- [Input records]:
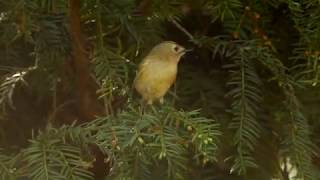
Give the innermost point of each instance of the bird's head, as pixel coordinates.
(168, 51)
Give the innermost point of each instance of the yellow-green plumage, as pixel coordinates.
(158, 71)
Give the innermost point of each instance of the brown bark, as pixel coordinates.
(86, 100)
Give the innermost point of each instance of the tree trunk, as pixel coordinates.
(86, 100)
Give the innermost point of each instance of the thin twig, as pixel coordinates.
(182, 28)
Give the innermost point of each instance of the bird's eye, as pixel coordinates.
(176, 48)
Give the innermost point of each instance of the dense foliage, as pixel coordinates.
(244, 105)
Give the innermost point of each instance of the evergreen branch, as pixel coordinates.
(246, 96)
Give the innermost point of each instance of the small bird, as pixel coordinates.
(158, 71)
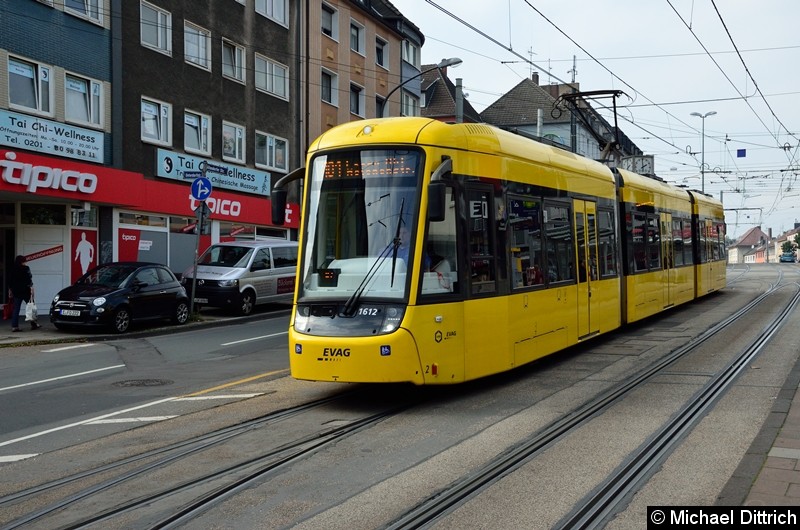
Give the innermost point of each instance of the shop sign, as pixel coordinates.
(21, 131)
(41, 176)
(183, 167)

- [Exercise description]: Copy the listing word for word, from the line containing "Give the innermost point of each instance of the tree" up to and including the last line of the listing, and omit the pictures.

- [Exercise response]:
Give the innermost point of each instance of the tree trunk, as pixel coordinates.
(86, 100)
Give the innermost point of each instance of the thin twig, as pixel coordinates.
(182, 28)
Give the innermost point of each instance of the bird's eye, as pixel coordinates.
(176, 48)
Give the innermost point of each instance of the dense foliage, as pixel coordinates.
(244, 105)
Give the innermost point of each instance of the evergreen branch, as pixel coordinates.
(246, 96)
Give the innermost point of each instance of the small bird, as pixel coordinates.
(158, 71)
Give the innermost point of each instance of the shop sign, as pixel coordinates.
(21, 131)
(41, 176)
(183, 167)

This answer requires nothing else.